Your task: Reproduce every one of the rows below verbatim, omitting any pictures.

———

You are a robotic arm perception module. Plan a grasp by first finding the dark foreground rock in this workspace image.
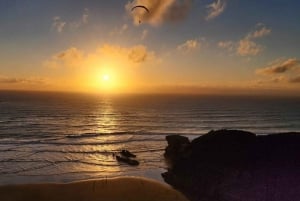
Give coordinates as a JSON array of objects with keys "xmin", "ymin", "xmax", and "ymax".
[{"xmin": 162, "ymin": 130, "xmax": 300, "ymax": 201}]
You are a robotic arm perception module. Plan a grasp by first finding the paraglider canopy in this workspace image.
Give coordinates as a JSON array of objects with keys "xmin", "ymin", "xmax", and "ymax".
[
  {"xmin": 131, "ymin": 5, "xmax": 150, "ymax": 23},
  {"xmin": 131, "ymin": 5, "xmax": 150, "ymax": 13}
]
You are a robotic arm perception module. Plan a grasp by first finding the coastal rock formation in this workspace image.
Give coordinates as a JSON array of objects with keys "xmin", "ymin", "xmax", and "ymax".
[{"xmin": 162, "ymin": 130, "xmax": 300, "ymax": 201}]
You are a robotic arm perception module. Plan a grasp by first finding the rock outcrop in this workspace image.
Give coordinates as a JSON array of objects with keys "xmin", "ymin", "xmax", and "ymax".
[{"xmin": 162, "ymin": 130, "xmax": 300, "ymax": 201}]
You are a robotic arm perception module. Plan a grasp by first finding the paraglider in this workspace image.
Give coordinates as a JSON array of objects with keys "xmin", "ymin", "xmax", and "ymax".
[{"xmin": 131, "ymin": 5, "xmax": 150, "ymax": 23}]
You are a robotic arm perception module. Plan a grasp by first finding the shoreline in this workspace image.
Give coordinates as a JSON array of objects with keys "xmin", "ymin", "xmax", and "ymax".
[{"xmin": 0, "ymin": 177, "xmax": 188, "ymax": 201}]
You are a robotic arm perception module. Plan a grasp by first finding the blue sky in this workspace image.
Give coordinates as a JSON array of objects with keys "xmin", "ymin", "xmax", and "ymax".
[{"xmin": 0, "ymin": 0, "xmax": 300, "ymax": 93}]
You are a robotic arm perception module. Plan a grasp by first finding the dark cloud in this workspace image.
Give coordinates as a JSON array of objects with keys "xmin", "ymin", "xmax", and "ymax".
[{"xmin": 256, "ymin": 58, "xmax": 300, "ymax": 75}]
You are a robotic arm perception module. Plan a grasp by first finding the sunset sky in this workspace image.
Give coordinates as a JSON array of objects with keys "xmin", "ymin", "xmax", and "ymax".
[{"xmin": 0, "ymin": 0, "xmax": 300, "ymax": 93}]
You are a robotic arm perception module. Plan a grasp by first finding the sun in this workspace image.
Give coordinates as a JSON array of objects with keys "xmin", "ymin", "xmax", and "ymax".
[{"xmin": 102, "ymin": 74, "xmax": 110, "ymax": 82}]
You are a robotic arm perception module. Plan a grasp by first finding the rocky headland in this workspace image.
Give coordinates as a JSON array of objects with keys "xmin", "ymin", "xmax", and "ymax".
[{"xmin": 162, "ymin": 130, "xmax": 300, "ymax": 201}]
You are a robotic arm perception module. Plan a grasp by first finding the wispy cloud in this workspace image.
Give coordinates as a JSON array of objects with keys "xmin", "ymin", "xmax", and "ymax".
[
  {"xmin": 52, "ymin": 16, "xmax": 67, "ymax": 33},
  {"xmin": 256, "ymin": 58, "xmax": 300, "ymax": 75},
  {"xmin": 177, "ymin": 39, "xmax": 201, "ymax": 53},
  {"xmin": 255, "ymin": 58, "xmax": 300, "ymax": 84},
  {"xmin": 52, "ymin": 8, "xmax": 89, "ymax": 33},
  {"xmin": 69, "ymin": 8, "xmax": 89, "ymax": 29},
  {"xmin": 141, "ymin": 29, "xmax": 149, "ymax": 40},
  {"xmin": 44, "ymin": 44, "xmax": 158, "ymax": 68},
  {"xmin": 289, "ymin": 75, "xmax": 300, "ymax": 83},
  {"xmin": 218, "ymin": 23, "xmax": 271, "ymax": 56},
  {"xmin": 125, "ymin": 0, "xmax": 192, "ymax": 26},
  {"xmin": 206, "ymin": 0, "xmax": 226, "ymax": 20},
  {"xmin": 0, "ymin": 76, "xmax": 45, "ymax": 84},
  {"xmin": 110, "ymin": 24, "xmax": 129, "ymax": 36}
]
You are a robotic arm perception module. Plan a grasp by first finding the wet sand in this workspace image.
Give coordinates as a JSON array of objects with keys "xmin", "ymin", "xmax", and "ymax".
[{"xmin": 0, "ymin": 177, "xmax": 188, "ymax": 201}]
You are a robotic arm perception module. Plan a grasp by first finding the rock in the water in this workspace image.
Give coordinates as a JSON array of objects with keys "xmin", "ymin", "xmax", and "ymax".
[
  {"xmin": 164, "ymin": 135, "xmax": 190, "ymax": 165},
  {"xmin": 120, "ymin": 149, "xmax": 136, "ymax": 158},
  {"xmin": 116, "ymin": 155, "xmax": 140, "ymax": 166},
  {"xmin": 162, "ymin": 130, "xmax": 300, "ymax": 201}
]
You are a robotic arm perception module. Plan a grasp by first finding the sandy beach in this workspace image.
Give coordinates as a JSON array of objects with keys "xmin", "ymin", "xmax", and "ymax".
[{"xmin": 0, "ymin": 177, "xmax": 187, "ymax": 201}]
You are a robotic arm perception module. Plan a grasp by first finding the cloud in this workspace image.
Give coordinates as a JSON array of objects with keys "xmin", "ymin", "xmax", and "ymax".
[
  {"xmin": 44, "ymin": 44, "xmax": 157, "ymax": 68},
  {"xmin": 125, "ymin": 0, "xmax": 192, "ymax": 26},
  {"xmin": 69, "ymin": 8, "xmax": 89, "ymax": 29},
  {"xmin": 206, "ymin": 0, "xmax": 226, "ymax": 20},
  {"xmin": 141, "ymin": 29, "xmax": 149, "ymax": 40},
  {"xmin": 256, "ymin": 58, "xmax": 300, "ymax": 75},
  {"xmin": 237, "ymin": 24, "xmax": 271, "ymax": 56},
  {"xmin": 52, "ymin": 16, "xmax": 67, "ymax": 33},
  {"xmin": 110, "ymin": 24, "xmax": 128, "ymax": 36},
  {"xmin": 237, "ymin": 38, "xmax": 263, "ymax": 56},
  {"xmin": 218, "ymin": 41, "xmax": 235, "ymax": 51},
  {"xmin": 0, "ymin": 76, "xmax": 45, "ymax": 84},
  {"xmin": 128, "ymin": 45, "xmax": 148, "ymax": 63},
  {"xmin": 52, "ymin": 8, "xmax": 89, "ymax": 33},
  {"xmin": 289, "ymin": 75, "xmax": 300, "ymax": 83},
  {"xmin": 218, "ymin": 23, "xmax": 271, "ymax": 56},
  {"xmin": 255, "ymin": 58, "xmax": 300, "ymax": 84},
  {"xmin": 45, "ymin": 47, "xmax": 84, "ymax": 68},
  {"xmin": 247, "ymin": 24, "xmax": 271, "ymax": 39},
  {"xmin": 177, "ymin": 39, "xmax": 200, "ymax": 53}
]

———

The result:
You are a robotic arm perception module. Plan a grasp by first finding the dark foreground rock in this workspace image.
Give coordinates as a JSON array of objects with keys "xmin", "ymin", "xmax", and "ymax".
[{"xmin": 162, "ymin": 130, "xmax": 300, "ymax": 201}]
You are a robotic arm perception module. Plan a grasp by first finding the paraglider canopy in this workspace image.
Give coordinates as a JSON array of objects with keys "xmin", "ymin", "xmax", and "ymax".
[
  {"xmin": 131, "ymin": 5, "xmax": 150, "ymax": 23},
  {"xmin": 131, "ymin": 5, "xmax": 150, "ymax": 13}
]
You are a robotic arm perception module. Plan a grasp by first finding the coastal rock formation in this workspace image.
Give coordinates as a JSON array of objects with keys "xmin", "ymin", "xmax", and "ymax".
[{"xmin": 162, "ymin": 130, "xmax": 300, "ymax": 201}]
You are a robotic arm perception module. Plan a grasp by first finding the rock outcrop in this workspace image.
Give coordinates as a JSON array of objects with keys "xmin", "ymin", "xmax", and "ymax".
[{"xmin": 162, "ymin": 130, "xmax": 300, "ymax": 201}]
You are a robotic arm perception module. Plan a grasp by first finding the paraglider in this workspace image.
Give coordinates as a JSON array of objects with keys "xmin", "ymin", "xmax", and "ymax".
[{"xmin": 131, "ymin": 5, "xmax": 150, "ymax": 23}]
You are a robotic arm perception module. Plan a grasp by first finding the shoreline in this workspace image.
Give coordinates as a JSON array of objects with keys "xmin", "ymin", "xmax", and "ymax".
[{"xmin": 0, "ymin": 177, "xmax": 188, "ymax": 201}]
You are a robotic arm perception module. Plan a grasp by first finding the blue sky in this workspace image.
Give coordinates as a JSON array of objects with keys "xmin", "ymin", "xmax", and "ymax".
[{"xmin": 0, "ymin": 0, "xmax": 300, "ymax": 93}]
You are a robotic arm perception module. Plan a grasp by first finding the dark cloud in this workspace image.
Give coordinates as a JSON array of objects with keys "xmin", "ymin", "xmax", and "ymax".
[{"xmin": 256, "ymin": 58, "xmax": 300, "ymax": 75}]
You are a robotic arm perception module. Plan a grasp by first finding the sunset sky in this workspace image.
Give coordinates as a JSON array of objects with keys "xmin", "ymin", "xmax", and "ymax".
[{"xmin": 0, "ymin": 0, "xmax": 300, "ymax": 93}]
You are a robotic arm perception module. Plan a grasp by first finding the sun in this workspace image.
Give coordinates as a JSON array of objects with keys "xmin", "ymin", "xmax", and "ymax".
[{"xmin": 102, "ymin": 74, "xmax": 110, "ymax": 82}]
You are a robotic arm perception module. Plan a grasp by first finding the rocky headland in this workspace image.
Give coordinates as a JSON array of objects with keys "xmin", "ymin", "xmax", and "ymax".
[{"xmin": 162, "ymin": 130, "xmax": 300, "ymax": 201}]
You are a robotic arm perception module. Plan a grasp by first finding the wispy cloud in this workspace image.
Give coordinates as a JSON array of objects with keys "xmin", "ymin", "xmax", and "ymax".
[
  {"xmin": 52, "ymin": 16, "xmax": 67, "ymax": 33},
  {"xmin": 256, "ymin": 58, "xmax": 300, "ymax": 75},
  {"xmin": 177, "ymin": 39, "xmax": 201, "ymax": 53},
  {"xmin": 255, "ymin": 58, "xmax": 300, "ymax": 84},
  {"xmin": 52, "ymin": 8, "xmax": 89, "ymax": 33},
  {"xmin": 69, "ymin": 8, "xmax": 89, "ymax": 29},
  {"xmin": 141, "ymin": 29, "xmax": 149, "ymax": 40},
  {"xmin": 44, "ymin": 44, "xmax": 158, "ymax": 68},
  {"xmin": 289, "ymin": 75, "xmax": 300, "ymax": 83},
  {"xmin": 218, "ymin": 23, "xmax": 271, "ymax": 56},
  {"xmin": 125, "ymin": 0, "xmax": 192, "ymax": 26},
  {"xmin": 206, "ymin": 0, "xmax": 226, "ymax": 20},
  {"xmin": 0, "ymin": 76, "xmax": 45, "ymax": 84},
  {"xmin": 110, "ymin": 24, "xmax": 129, "ymax": 36}
]
You are a robotic arm perception module. Plan a grasp by first finding the wet sand in this workspace image.
Give coordinates as a JSON array of objects with keys "xmin", "ymin", "xmax", and "ymax".
[{"xmin": 0, "ymin": 177, "xmax": 188, "ymax": 201}]
You are a robotic arm perception module. Plan a grasp by first finding the rock in the water in this workspace image.
Give coordinates as a JSON array of objects with keys "xmin", "ymin", "xmax", and "ymax".
[
  {"xmin": 164, "ymin": 135, "xmax": 190, "ymax": 165},
  {"xmin": 120, "ymin": 149, "xmax": 136, "ymax": 158},
  {"xmin": 116, "ymin": 155, "xmax": 140, "ymax": 166},
  {"xmin": 162, "ymin": 130, "xmax": 300, "ymax": 201}
]
You are a robotic arm perception module. Plan a grasp by first finding the sandy beach in this workspace image.
Give coordinates as a JSON array of objects with keys "xmin", "ymin", "xmax", and "ymax".
[{"xmin": 0, "ymin": 177, "xmax": 187, "ymax": 201}]
You are a robotic arm perception module. Plan a grasp by first finding the cloud in this workspace image.
Give coordinates as a JSON array of objects with keys "xmin", "ymin", "xmax", and "ymax".
[
  {"xmin": 44, "ymin": 44, "xmax": 157, "ymax": 68},
  {"xmin": 125, "ymin": 0, "xmax": 192, "ymax": 26},
  {"xmin": 69, "ymin": 8, "xmax": 89, "ymax": 29},
  {"xmin": 206, "ymin": 0, "xmax": 226, "ymax": 20},
  {"xmin": 141, "ymin": 29, "xmax": 149, "ymax": 40},
  {"xmin": 256, "ymin": 58, "xmax": 300, "ymax": 75},
  {"xmin": 237, "ymin": 24, "xmax": 271, "ymax": 56},
  {"xmin": 52, "ymin": 16, "xmax": 67, "ymax": 33},
  {"xmin": 110, "ymin": 24, "xmax": 128, "ymax": 36},
  {"xmin": 237, "ymin": 38, "xmax": 263, "ymax": 56},
  {"xmin": 218, "ymin": 41, "xmax": 235, "ymax": 51},
  {"xmin": 0, "ymin": 76, "xmax": 45, "ymax": 84},
  {"xmin": 128, "ymin": 45, "xmax": 148, "ymax": 63},
  {"xmin": 52, "ymin": 8, "xmax": 89, "ymax": 33},
  {"xmin": 289, "ymin": 75, "xmax": 300, "ymax": 83},
  {"xmin": 218, "ymin": 23, "xmax": 271, "ymax": 56},
  {"xmin": 255, "ymin": 58, "xmax": 300, "ymax": 84},
  {"xmin": 45, "ymin": 47, "xmax": 84, "ymax": 68},
  {"xmin": 247, "ymin": 24, "xmax": 271, "ymax": 39},
  {"xmin": 177, "ymin": 39, "xmax": 200, "ymax": 53}
]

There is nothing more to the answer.